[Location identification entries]
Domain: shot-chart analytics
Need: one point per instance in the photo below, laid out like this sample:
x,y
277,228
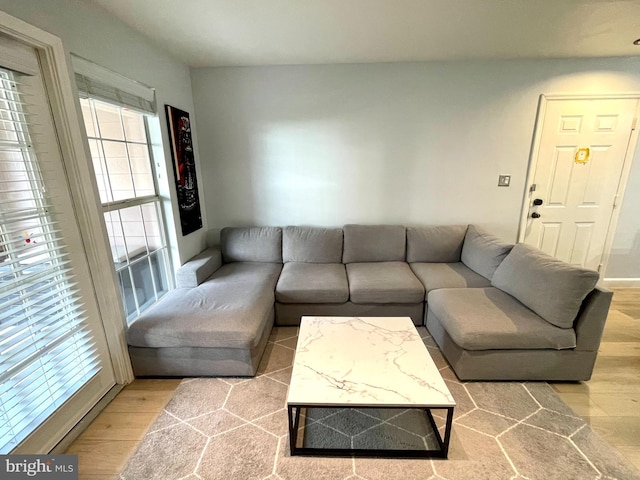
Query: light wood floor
x,y
610,401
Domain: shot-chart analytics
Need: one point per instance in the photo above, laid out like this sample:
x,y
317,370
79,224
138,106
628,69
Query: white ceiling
x,y
208,33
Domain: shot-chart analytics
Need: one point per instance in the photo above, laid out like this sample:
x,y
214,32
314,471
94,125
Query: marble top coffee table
x,y
368,364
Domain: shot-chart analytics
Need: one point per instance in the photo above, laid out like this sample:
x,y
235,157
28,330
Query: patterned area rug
x,y
236,428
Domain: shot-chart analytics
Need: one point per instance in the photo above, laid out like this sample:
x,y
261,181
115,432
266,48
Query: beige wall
x,y
413,143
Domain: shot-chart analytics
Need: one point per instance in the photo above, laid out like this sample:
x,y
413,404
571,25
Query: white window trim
x,y
84,191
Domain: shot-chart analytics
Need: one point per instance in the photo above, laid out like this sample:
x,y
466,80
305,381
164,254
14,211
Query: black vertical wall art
x,y
184,168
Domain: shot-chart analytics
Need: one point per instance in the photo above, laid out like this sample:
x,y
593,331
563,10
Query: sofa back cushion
x,y
374,243
435,244
483,252
312,244
548,286
251,244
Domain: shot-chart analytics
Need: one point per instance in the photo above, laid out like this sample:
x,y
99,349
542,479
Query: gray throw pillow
x,y
550,287
435,244
483,252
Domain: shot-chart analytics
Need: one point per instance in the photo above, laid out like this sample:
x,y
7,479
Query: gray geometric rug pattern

### Request
Except for the pictures, reproduce every line exactly.

### Output below
Domain: shot-chart analytics
Need: one point per instance in the photo below, laid out like this sample:
x,y
277,228
Query: light wood floor
x,y
610,401
Domain: shot-chart analytics
Need: one point per instance in the photo above, laid out like this sample:
x,y
317,370
79,224
138,106
628,69
Query: white ceiling
x,y
208,33
Domain: shot-chart analytics
Need: one point per instance in the photo above, laid out like this sample:
x,y
214,32
314,471
94,125
Query: marble top coffee table
x,y
368,364
Domain: shot-chart analytics
Need: one point per instance in the photo above, laid out like this sample:
x,y
235,157
28,330
Query: patterned area rug
x,y
236,428
Domain: shot-chart analytics
Need: one point per instance in the photo above, laid out like this sample:
x,y
261,181
115,432
266,48
Query: beige wall
x,y
413,143
Domain: shot-chart analytics
Need: one point per instance in the photo above, laid out like this sample:
x,y
413,404
571,25
Query: white window trim
x,y
84,191
Domain: shot-chart analytics
Need: one point per instance in the photo above, laid out like this sample:
x,y
466,80
305,381
164,254
14,211
Query: black vertical wall art
x,y
184,168
Domain: shot-chart analytics
Need: one point per instance in the photo above, laid out like this sample:
x,y
593,331
563,10
Query: sofa back cushion
x,y
374,243
435,244
483,252
312,244
548,286
251,244
Domain: shot-chart analytics
Need: one point per instance in the photo above, laid out like this sample:
x,y
99,349
542,479
Query: gray throw pillow
x,y
550,287
435,244
483,252
Domain: shot-chart analytics
Need: one point per instance in the photo above, laid out like this sample:
x,y
7,479
Query: gray geometric rug pattern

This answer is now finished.